_Selected text_:
Destination: Occupation
Amnesty International: By listing properties and attractions in Israeli settlements, digital tourism companies are profiting from war crimes.
Digital companies are revolutionizing how the world does tourism. Corporations like Airbnb, Booking.com, Expedia and TripAdvisor, which dominate the multi-billion-dollar global online tourism industry, have become hugely successful. These companies all also list numerous hotels, B&Bs, attractions or tours in Israeli settlements in the Occupied Palestinian Territories (OPT). They are doing so despite knowing that Israel’s settlements are illegal under international law, and a war crime.
These companies also know that Israeli settlements have a negative impact on a vast number of human rights of the Palestinian population. This has been extensively documented by the United Nations and independent international organizations, including Amnesty International and many Palestinian and Israeli organizations. Any basic preliminary risk assessment by the companies would reveal that any business activity in or with settlements would unavoidably contribute to sustaining an illegal situation, as well as a regime that is inherently discriminatory and abusive of the human rights of Palestinians.

_Entries shown_:

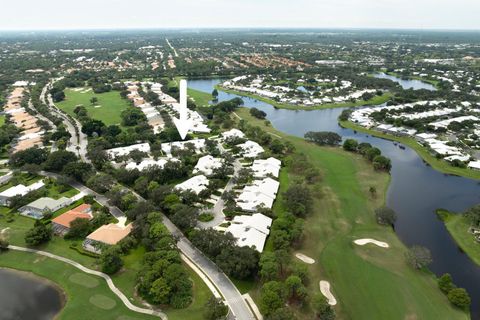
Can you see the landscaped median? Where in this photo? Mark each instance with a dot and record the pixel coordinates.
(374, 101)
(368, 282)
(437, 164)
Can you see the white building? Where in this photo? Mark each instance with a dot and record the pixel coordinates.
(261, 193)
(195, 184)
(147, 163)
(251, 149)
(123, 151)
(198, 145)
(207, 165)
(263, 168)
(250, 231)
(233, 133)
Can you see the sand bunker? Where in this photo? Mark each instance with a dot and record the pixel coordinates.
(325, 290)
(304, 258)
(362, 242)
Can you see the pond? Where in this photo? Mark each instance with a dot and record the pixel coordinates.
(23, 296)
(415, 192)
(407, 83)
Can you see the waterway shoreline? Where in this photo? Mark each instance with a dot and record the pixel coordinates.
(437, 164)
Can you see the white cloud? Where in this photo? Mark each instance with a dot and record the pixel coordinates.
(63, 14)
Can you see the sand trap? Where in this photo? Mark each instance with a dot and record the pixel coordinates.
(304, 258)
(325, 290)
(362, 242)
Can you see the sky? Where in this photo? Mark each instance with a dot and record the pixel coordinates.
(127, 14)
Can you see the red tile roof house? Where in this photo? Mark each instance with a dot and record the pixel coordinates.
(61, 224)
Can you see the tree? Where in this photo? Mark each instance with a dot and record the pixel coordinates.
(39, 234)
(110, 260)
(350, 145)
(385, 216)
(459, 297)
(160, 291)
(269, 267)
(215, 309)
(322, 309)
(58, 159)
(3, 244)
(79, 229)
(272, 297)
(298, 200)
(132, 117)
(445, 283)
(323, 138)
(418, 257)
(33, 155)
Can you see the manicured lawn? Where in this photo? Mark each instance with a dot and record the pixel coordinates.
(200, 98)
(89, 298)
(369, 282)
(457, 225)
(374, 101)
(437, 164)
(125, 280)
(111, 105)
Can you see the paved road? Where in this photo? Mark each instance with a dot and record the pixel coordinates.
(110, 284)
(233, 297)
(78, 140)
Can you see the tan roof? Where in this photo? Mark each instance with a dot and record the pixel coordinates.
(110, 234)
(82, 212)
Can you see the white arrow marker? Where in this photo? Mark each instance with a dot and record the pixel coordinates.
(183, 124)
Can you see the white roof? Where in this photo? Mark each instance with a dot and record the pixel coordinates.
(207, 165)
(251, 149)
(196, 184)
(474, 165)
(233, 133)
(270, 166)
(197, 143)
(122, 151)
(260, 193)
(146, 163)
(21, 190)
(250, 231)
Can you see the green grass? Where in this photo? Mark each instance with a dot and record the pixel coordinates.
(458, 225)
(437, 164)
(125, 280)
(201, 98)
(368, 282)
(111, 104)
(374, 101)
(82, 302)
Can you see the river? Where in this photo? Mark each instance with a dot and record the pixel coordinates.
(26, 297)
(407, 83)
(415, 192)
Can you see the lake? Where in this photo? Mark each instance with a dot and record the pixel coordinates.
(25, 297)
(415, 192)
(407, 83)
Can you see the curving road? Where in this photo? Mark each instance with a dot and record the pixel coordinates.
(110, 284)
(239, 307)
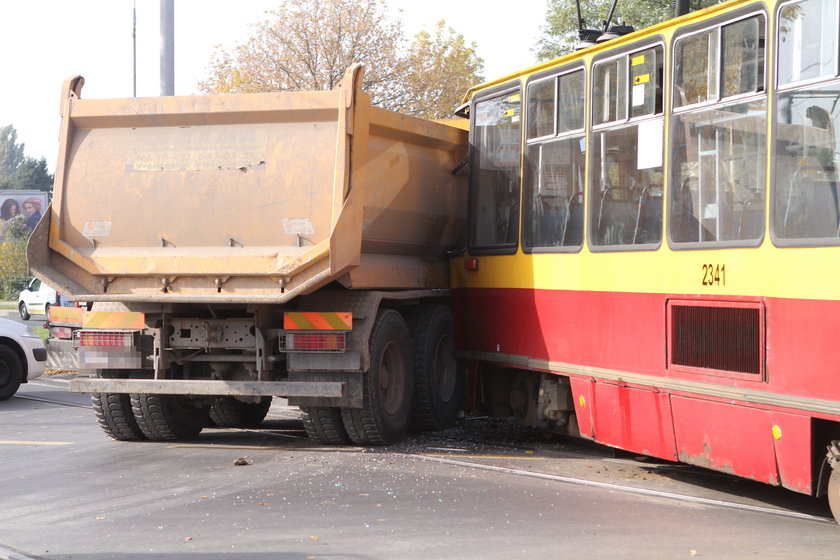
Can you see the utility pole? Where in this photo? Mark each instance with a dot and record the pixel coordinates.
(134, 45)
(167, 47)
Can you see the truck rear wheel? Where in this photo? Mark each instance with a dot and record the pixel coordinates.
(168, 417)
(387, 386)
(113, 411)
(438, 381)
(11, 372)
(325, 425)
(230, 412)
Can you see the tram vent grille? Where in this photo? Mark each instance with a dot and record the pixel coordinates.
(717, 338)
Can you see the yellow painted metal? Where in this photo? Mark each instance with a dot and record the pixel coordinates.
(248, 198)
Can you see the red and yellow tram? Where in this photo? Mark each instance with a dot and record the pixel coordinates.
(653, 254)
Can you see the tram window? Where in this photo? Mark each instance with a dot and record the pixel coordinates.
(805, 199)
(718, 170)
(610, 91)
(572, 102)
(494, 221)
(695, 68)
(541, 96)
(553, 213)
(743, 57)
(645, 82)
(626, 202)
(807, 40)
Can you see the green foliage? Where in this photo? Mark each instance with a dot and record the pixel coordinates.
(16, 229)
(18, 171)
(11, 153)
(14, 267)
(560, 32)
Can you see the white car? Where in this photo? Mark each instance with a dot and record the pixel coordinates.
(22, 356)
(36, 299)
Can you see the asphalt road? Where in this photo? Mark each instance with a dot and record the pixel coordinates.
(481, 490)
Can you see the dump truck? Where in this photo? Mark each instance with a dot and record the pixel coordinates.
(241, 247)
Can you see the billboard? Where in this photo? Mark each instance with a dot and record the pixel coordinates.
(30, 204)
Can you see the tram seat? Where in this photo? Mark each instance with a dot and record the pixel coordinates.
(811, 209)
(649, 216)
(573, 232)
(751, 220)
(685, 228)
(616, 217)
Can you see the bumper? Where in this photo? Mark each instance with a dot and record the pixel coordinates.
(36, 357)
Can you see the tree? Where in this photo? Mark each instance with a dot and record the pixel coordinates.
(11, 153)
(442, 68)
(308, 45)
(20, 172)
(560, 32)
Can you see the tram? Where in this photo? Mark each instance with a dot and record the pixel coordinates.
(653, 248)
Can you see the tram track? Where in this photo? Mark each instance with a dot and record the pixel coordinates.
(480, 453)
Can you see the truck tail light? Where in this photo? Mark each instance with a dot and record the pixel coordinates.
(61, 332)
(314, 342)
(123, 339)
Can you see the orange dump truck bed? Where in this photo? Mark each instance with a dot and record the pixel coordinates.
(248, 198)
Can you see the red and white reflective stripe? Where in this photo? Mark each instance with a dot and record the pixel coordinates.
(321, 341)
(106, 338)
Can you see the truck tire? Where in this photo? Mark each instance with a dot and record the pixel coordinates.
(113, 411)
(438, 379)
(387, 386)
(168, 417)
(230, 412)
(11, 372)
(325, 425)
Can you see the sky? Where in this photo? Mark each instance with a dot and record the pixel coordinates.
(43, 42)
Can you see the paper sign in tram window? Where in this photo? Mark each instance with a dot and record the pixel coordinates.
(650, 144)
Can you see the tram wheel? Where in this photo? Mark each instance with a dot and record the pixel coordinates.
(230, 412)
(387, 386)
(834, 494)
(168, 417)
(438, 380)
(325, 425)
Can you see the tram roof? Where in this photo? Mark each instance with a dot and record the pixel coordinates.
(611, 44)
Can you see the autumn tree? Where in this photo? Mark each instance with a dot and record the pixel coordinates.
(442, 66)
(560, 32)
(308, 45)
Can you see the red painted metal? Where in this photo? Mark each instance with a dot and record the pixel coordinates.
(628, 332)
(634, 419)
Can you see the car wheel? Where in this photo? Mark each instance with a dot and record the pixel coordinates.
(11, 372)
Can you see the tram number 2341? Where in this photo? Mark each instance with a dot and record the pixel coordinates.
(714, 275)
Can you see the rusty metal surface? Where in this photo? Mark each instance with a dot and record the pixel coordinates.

_Task instructions_:
1. Could you update the passage of the article on tourism in Israeli settlements from "Destination: Occupation" up to and including "a war crime.", putting "extremely profitable" in place of "hugely successful"?
2. Which digital tourism companies does the article on tourism in Israeli settlements name?

_The solutions_:
1.
Destination: Occupation
Amnesty International: By listing properties and attractions in Israeli settlements, digital tourism companies are profiting from war crimes.
Digital companies are revolutionizing how the world does tourism. Corporations like Airbnb, Booking.com, Expedia and TripAdvisor, which dominate the multi-billion-dollar global online tourism industry, have become extremely profitable. These companies all also list numerous hotels, B&Bs, attractions or tours in Israeli settlements in the Occupied Palestinian Territories (OPT). They are doing so despite knowing that Israel’s settlements are illegal under international law, and a war crime.

2. Airbnb, Booking.com, Expedia and TripAdvisor